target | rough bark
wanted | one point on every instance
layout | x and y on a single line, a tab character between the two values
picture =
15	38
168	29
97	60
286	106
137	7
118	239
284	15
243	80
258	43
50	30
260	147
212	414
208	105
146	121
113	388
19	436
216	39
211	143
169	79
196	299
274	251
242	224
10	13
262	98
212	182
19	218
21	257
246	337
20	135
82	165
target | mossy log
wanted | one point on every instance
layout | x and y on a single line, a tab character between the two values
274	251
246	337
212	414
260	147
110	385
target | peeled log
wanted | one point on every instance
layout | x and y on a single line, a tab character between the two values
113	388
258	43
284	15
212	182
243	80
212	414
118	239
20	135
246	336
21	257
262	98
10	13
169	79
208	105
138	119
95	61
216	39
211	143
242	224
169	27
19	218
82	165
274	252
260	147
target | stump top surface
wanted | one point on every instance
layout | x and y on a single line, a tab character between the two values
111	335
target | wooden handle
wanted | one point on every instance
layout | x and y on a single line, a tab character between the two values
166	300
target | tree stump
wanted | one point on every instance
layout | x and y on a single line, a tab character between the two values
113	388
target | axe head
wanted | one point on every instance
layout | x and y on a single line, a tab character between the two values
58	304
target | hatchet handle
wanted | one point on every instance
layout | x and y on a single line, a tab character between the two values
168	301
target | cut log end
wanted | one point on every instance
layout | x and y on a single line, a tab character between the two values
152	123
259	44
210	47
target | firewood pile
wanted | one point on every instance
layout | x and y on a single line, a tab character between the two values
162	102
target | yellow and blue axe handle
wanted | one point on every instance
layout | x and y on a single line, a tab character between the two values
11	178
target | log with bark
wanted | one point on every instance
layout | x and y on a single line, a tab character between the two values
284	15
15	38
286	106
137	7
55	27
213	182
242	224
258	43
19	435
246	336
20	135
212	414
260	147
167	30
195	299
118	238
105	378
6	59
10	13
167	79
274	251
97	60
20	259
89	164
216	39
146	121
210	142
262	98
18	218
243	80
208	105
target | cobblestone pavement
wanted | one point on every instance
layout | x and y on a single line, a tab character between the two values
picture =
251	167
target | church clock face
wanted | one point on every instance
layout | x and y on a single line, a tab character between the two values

■ **Problem to solve**
Repeat each line above exactly as it stands.

■ **Solution to the problem**
target | rough bark
wanted | one point on every instance
layout | x and y on a single line, a tab character between the two values
picture =
15	38
168	29
97	60
286	106
137	7
118	239
284	15
243	80
258	43
50	30
260	147
212	414
208	105
146	121
113	388
19	436
216	39
211	143
169	79
196	299
274	251
242	224
10	13
262	98
212	182
19	218
21	257
246	337
20	135
82	165
target | mossy log
wanted | one point on every instance
layout | x and y on a single line, a tab character between the two values
274	251
246	337
212	414
260	147
110	385
target | peeled log
wanted | one point on every instance
layout | x and y on a single line, a tab character between the two values
113	388
258	43
284	15
212	182
243	80
212	414
118	239
20	135
246	336
21	257
262	98
10	13
169	79
208	105
138	119
95	61
216	39
211	143
242	224
169	27
19	218
82	165
274	252
260	147
target | stump top surface
wanted | one point on every instance
layout | x and y on a single line, a tab character between the two values
111	335
target | wooden handle
wanted | one point on every instance
layout | x and y on a single line, a tab character between the two values
166	300
target | tree stump
wanted | one point on every instance
layout | x and y on a single line, a tab character between the two values
113	388
target | axe head
wanted | one point on every instance
layout | x and y on a single line, a tab character between the two values
58	304
target | hatchet handle
wanted | one point on every instance
layout | x and y on a single line, a tab character between the two values
168	301
target | cut log end
wanted | one point on every instance
layout | x and y on a single line, a tab character between the two values
152	123
259	44
210	47
target | firewood pile
wanted | one point on every instance
layout | x and y on a single line, a tab character between the two values
162	102
target | yellow and blue axe handle
wanted | one point on every instance
layout | x and y on a single line, a tab character between the two values
11	178
target | log with bark
wanted | one point on every instance
layout | x and y on a single line, a tab character between the two values
284	15
15	38
286	106
137	7
55	27
213	182
242	224
258	43
19	435
246	336
20	135
212	414
260	147
167	30
195	299
118	238
105	378
6	59
10	13
167	79
274	251
97	60
20	259
89	164
216	39
146	121
210	142
262	98
18	218
243	80
208	105
target | cobblestone pavement
wanted | one point on every instance
layout | x and y on a single line, a tab character between the two values
picture =
251	167
target | church clock face
wanted | one point on every instance
layout | x and y on a single line, a tab character between the two values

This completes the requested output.